[SELECTED PASSAGE]:
Now, in conclusion, our discussion returns to Vatican II, so as to make, if possible, a definitive statement about whether or not it is part of Tradition and about its magisterial quality. There is no question about the latter, and those laudatores [eulogizers] who for a good 50 years have tirelessly upheld the magisterial identity of Vatican II have been wasting their time and ours: no one denies it. Given their uncritically exuberant statements, however, a problem arises as to the quality: what sort of Magisterium are we talking about? The article in L’Osservatore Romano to which I referred at the outset speaks about doctrinal Magisterium: and who has ever denied it? Even a purely pastoral statement can be doctrinal, in the sense of pertaining to a given doctrine. If someone were to say doctrinal in the sense of dogmatic, however, he would be wrong: no dogma is proclaimed by Vatican II. If it has some dogmatic value also, it does so indirectly in passages where it refers back to previously defined dogmas. Its Magisterium, in short, as has been said over and over again to anyone who has ears to hear it, is a solemn and supreme Magisterium.

[DATA LINES]:
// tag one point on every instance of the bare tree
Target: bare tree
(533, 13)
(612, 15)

[JOB 1]:
Decide whether each statement agrees with the Vatican II passage. Answer yes or no for each, and quote the deciding words.
(a) Vatican II proclaims no dogma.
(b) The laudatores have upheld the magisterial identity of Vatican II for about 20 years.
(c) A purely pastoral statement cannot be doctrinal.
[JOB 2]:
Answer these questions from the Vatican II passage:
(a) In which publication did the article mentioned at the outset appear?
(b) In what kind of passages does Vatican II have dogmatic value indirectly?
(c) What two adjectives describe its Magisterium in the final sentence?
The data are separate from the Vatican II passage.

[EXPECTED ANSWER 1]:
(a) Yes: "no dogma is proclaimed by Vatican II."
(b) No: "for a good 50 years have tirelessly upheld the magisterial identity of Vatican II"
(c) No: "Even a purely pastoral statement can be doctrinal, in the sense of pertaining to a given doctrine."

[EXPECTED ANSWER 2]:
(a) L’Osservatore Romano.
(b) In passages where it refers back to previously defined dogmas.
(c) Solemn and supreme.